- [TASK STATEMENT]: Copy every entry word for word. Skip the pictures.

- [DATA SHOWN]:
>> Start

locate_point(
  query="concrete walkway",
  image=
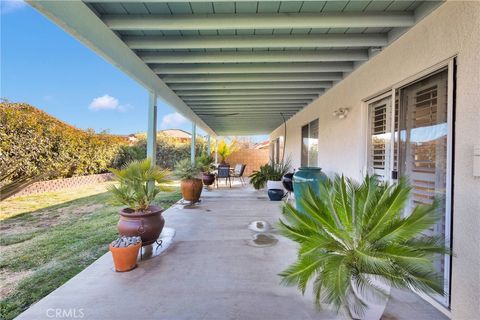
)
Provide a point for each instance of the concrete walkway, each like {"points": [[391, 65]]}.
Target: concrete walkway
{"points": [[211, 271]]}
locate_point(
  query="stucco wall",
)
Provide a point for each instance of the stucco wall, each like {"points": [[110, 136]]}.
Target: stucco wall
{"points": [[64, 183], [452, 29]]}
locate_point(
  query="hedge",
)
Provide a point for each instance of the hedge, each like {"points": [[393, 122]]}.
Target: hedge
{"points": [[169, 151], [33, 143]]}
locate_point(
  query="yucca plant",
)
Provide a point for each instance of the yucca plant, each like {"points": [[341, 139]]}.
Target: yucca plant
{"points": [[224, 150], [352, 232], [135, 188]]}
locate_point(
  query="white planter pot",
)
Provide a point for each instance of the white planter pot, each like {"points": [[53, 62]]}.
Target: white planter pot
{"points": [[274, 185], [376, 302]]}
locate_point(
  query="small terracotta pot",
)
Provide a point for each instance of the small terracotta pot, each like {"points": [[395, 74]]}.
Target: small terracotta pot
{"points": [[148, 224], [208, 179], [191, 189], [125, 259]]}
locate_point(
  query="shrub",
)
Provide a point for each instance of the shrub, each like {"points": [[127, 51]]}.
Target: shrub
{"points": [[33, 144]]}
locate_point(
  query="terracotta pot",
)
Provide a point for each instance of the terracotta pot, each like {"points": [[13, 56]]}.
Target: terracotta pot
{"points": [[147, 224], [125, 259], [208, 179], [191, 189]]}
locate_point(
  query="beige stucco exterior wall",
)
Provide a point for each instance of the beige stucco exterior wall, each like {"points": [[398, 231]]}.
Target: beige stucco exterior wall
{"points": [[452, 29]]}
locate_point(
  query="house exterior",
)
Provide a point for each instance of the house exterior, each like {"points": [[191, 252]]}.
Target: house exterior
{"points": [[177, 134], [390, 88], [440, 54]]}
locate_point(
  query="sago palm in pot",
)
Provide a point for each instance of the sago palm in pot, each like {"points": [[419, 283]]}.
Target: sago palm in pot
{"points": [[355, 242], [136, 189]]}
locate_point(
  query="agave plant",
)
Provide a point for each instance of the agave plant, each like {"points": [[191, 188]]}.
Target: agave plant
{"points": [[225, 150], [135, 188], [205, 162], [352, 232]]}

>> End

- [TASK ANSWER]:
locate_point(
  query="concrete walkway",
  image=
)
Provide a point for each instance of the concrete walkway, each like {"points": [[391, 65]]}.
Target: concrete walkway
{"points": [[211, 271]]}
locate_point(
  query="stucco wall",
)
Provide a point for each instance of the stucco wall, each like {"points": [[110, 136]]}.
Target: stucco wall
{"points": [[64, 183], [452, 29]]}
locate_point(
  query="hedge",
)
Provide a point for each instance of the hedge, each like {"points": [[393, 122]]}.
Target: hedge
{"points": [[169, 151], [33, 143]]}
locate_point(
  query="yucca plant",
)
Provide a point for each instance of the yucca plant, each like {"points": [[341, 139]]}.
Target: yucca plant
{"points": [[224, 150], [352, 232], [135, 188]]}
locate_point(
  query="white planter pot",
)
Provide a point for each instance of the white planter pot, each like {"points": [[53, 62]]}.
Target: white planter pot
{"points": [[274, 185], [376, 302]]}
locate_point(
  query="small terracotta pot",
)
Provide a point for each instance of the small terracotta pot, each like {"points": [[395, 74]]}.
Target: small terracotta pot
{"points": [[148, 224], [208, 179], [191, 189], [125, 259]]}
locate_point(
  query="shrub",
)
Provide a point for each instance of the shrub, each like {"points": [[127, 51]]}.
Target: shrub
{"points": [[33, 144]]}
locate_point(
  query="terracotta pot",
)
Provide a point for each instance of the terracotta pot, each like {"points": [[13, 56]]}.
Target: terracotta pot
{"points": [[147, 224], [125, 259], [208, 179], [191, 189]]}
locate_point(
  query="beige stucco exterior wall",
)
Provide a point for each instance of the beige stucco exterior wall, each like {"points": [[398, 231]]}.
Target: beige stucco exterior wall
{"points": [[452, 29]]}
locate_point(
  query="house exterior",
)
Provide a point for each instance of the house exterior, each like {"points": [[191, 252]]}.
Target: house exterior
{"points": [[177, 134], [390, 88], [440, 54]]}
locate_point(
  query="sago palm in pot",
)
Provide a point for each instance of the sago palm in pot, each like {"points": [[419, 283]]}.
Target: sago palm in pot
{"points": [[355, 242], [136, 189]]}
locate_point(
  query="agave plant",
)
Provide a point for each instance of the agave plant, each like {"points": [[191, 188]]}.
Target: agave plant
{"points": [[225, 150], [135, 188], [205, 162], [352, 232]]}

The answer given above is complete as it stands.